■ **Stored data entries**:
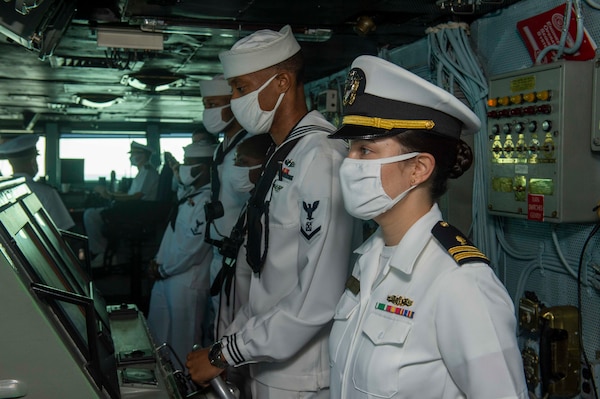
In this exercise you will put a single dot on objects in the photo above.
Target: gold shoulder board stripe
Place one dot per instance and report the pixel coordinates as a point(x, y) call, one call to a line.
point(388, 124)
point(458, 246)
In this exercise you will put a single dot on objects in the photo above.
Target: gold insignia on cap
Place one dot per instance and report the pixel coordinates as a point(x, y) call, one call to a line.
point(399, 300)
point(388, 124)
point(351, 87)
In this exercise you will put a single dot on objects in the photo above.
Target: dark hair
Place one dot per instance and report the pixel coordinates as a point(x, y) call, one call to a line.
point(453, 157)
point(294, 64)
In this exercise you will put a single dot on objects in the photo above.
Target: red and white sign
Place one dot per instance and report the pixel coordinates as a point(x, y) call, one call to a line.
point(535, 207)
point(545, 29)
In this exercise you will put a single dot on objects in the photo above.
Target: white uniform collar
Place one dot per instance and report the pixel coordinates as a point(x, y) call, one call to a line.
point(412, 244)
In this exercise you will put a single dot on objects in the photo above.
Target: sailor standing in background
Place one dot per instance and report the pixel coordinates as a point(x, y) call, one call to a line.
point(423, 314)
point(299, 235)
point(226, 202)
point(143, 187)
point(22, 153)
point(182, 264)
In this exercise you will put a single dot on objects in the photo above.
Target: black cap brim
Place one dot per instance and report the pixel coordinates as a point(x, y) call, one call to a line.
point(355, 132)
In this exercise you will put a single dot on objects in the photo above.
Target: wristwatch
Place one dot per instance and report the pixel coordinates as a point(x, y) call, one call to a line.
point(215, 356)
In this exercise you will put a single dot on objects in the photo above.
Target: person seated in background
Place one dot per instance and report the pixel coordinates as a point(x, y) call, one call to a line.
point(21, 152)
point(181, 266)
point(143, 187)
point(198, 136)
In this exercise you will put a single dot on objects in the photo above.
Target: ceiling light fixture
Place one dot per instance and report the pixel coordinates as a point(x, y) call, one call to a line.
point(464, 6)
point(96, 100)
point(129, 38)
point(364, 25)
point(154, 81)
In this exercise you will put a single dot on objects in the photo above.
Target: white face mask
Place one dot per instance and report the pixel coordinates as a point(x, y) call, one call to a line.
point(249, 114)
point(364, 196)
point(213, 120)
point(185, 174)
point(240, 179)
point(134, 159)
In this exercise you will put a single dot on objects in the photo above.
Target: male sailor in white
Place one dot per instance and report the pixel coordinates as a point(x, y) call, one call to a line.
point(182, 264)
point(299, 235)
point(226, 202)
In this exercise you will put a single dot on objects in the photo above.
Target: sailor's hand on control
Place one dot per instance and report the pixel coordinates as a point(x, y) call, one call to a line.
point(200, 368)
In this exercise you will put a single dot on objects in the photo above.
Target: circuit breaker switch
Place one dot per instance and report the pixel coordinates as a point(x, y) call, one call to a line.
point(516, 99)
point(529, 97)
point(543, 95)
point(504, 101)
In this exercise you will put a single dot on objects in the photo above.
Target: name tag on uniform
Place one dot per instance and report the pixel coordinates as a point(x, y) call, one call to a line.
point(353, 284)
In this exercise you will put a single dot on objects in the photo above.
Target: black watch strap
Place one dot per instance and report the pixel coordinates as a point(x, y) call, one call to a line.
point(215, 356)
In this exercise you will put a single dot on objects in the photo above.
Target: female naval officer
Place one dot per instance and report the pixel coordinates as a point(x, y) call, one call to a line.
point(423, 315)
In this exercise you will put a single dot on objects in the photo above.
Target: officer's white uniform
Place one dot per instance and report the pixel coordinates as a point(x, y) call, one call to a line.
point(285, 325)
point(51, 201)
point(145, 182)
point(384, 346)
point(178, 301)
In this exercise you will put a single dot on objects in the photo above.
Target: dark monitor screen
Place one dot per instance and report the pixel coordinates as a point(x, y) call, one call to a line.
point(72, 171)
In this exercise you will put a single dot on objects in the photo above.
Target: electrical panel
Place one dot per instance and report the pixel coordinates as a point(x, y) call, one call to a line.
point(327, 101)
point(539, 124)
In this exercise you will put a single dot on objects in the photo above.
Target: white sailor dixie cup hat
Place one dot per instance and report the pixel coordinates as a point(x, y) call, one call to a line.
point(135, 146)
point(215, 87)
point(262, 49)
point(382, 99)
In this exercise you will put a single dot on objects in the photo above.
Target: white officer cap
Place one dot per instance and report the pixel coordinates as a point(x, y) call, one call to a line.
point(382, 99)
point(20, 146)
point(199, 150)
point(260, 50)
point(135, 146)
point(218, 86)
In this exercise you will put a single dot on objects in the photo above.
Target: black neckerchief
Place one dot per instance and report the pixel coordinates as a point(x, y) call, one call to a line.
point(215, 182)
point(175, 209)
point(259, 206)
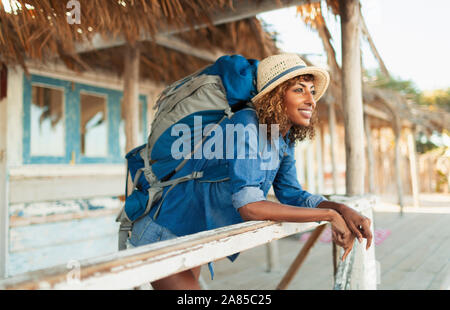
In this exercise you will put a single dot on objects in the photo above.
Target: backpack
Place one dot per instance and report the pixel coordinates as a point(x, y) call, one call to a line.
point(214, 93)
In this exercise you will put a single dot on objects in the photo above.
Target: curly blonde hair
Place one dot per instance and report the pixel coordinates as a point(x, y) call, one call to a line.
point(271, 110)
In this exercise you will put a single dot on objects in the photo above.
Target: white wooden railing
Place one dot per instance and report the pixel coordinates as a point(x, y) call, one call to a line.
point(134, 267)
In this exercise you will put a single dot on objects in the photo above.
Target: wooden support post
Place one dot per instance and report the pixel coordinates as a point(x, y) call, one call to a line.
point(297, 263)
point(352, 96)
point(333, 144)
point(4, 214)
point(413, 167)
point(370, 156)
point(131, 96)
point(363, 272)
point(398, 161)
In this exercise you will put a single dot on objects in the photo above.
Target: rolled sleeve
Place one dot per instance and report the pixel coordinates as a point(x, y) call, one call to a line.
point(247, 195)
point(287, 188)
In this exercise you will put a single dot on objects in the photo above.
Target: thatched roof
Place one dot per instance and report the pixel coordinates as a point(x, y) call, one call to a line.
point(41, 32)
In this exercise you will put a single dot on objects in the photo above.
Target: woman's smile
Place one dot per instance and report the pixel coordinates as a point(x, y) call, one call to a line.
point(306, 113)
point(299, 103)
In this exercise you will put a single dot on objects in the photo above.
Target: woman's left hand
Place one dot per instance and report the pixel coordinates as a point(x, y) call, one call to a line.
point(358, 224)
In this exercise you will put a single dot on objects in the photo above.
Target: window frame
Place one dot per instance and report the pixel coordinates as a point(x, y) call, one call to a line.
point(72, 121)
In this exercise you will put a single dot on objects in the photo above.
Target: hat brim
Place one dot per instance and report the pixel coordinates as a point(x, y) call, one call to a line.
point(321, 81)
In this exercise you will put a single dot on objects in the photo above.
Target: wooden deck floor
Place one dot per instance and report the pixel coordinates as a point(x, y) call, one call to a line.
point(415, 255)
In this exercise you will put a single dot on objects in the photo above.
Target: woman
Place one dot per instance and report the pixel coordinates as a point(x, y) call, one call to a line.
point(236, 187)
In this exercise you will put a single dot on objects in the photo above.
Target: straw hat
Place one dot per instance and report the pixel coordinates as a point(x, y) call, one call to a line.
point(276, 69)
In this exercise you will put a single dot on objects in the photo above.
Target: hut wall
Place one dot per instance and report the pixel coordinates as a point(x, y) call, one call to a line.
point(33, 176)
point(68, 199)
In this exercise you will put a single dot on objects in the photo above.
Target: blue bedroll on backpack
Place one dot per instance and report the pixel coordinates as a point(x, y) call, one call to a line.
point(212, 93)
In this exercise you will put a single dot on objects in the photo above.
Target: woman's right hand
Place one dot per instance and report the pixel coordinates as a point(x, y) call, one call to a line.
point(341, 234)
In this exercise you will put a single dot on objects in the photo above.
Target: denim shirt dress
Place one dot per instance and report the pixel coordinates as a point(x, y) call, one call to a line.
point(229, 182)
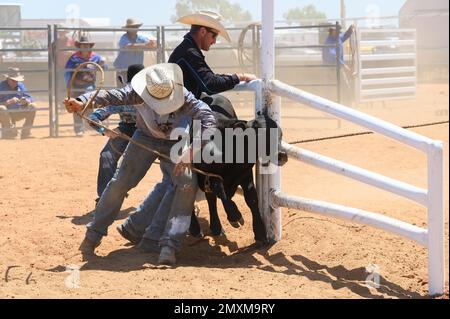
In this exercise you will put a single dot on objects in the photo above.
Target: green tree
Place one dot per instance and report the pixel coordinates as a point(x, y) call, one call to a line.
point(306, 13)
point(230, 12)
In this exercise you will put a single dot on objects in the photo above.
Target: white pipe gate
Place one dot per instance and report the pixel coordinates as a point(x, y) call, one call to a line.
point(271, 198)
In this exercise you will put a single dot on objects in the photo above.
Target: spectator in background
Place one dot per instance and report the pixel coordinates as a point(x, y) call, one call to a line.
point(335, 41)
point(15, 105)
point(63, 42)
point(86, 79)
point(134, 44)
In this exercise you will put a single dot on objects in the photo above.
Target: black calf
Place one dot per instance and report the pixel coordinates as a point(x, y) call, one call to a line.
point(233, 174)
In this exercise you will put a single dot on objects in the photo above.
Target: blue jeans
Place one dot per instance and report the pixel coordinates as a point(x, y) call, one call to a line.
point(135, 164)
point(150, 219)
point(109, 157)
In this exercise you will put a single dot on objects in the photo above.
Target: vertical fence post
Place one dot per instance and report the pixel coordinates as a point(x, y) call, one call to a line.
point(436, 261)
point(338, 63)
point(159, 54)
point(163, 44)
point(56, 82)
point(50, 81)
point(271, 105)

■ **WHAT YOU WILL DO**:
Print exactly the lines from the first line of the records above through the line containing "Target: dark hair", both included, and leave the pictures out.

■ **RESPONSE TO THE TASK**:
In this exercise you will put a single dot on objects in the photo above.
Target: gold shoulder board stripe
Place one dot per instance and report the pixel coordinates as a point(x, y) call, one call to a line.
point(388, 124)
point(458, 246)
In this exercise you will put a single dot on objects in the photo above.
Target: gold insignia on cap
Place one dot per instance and report the pixel coordinates as a point(x, y) call, one call to a line.
point(399, 300)
point(388, 124)
point(351, 87)
In this exercise you will put a single dot on objects in the photo above.
Target: dark hair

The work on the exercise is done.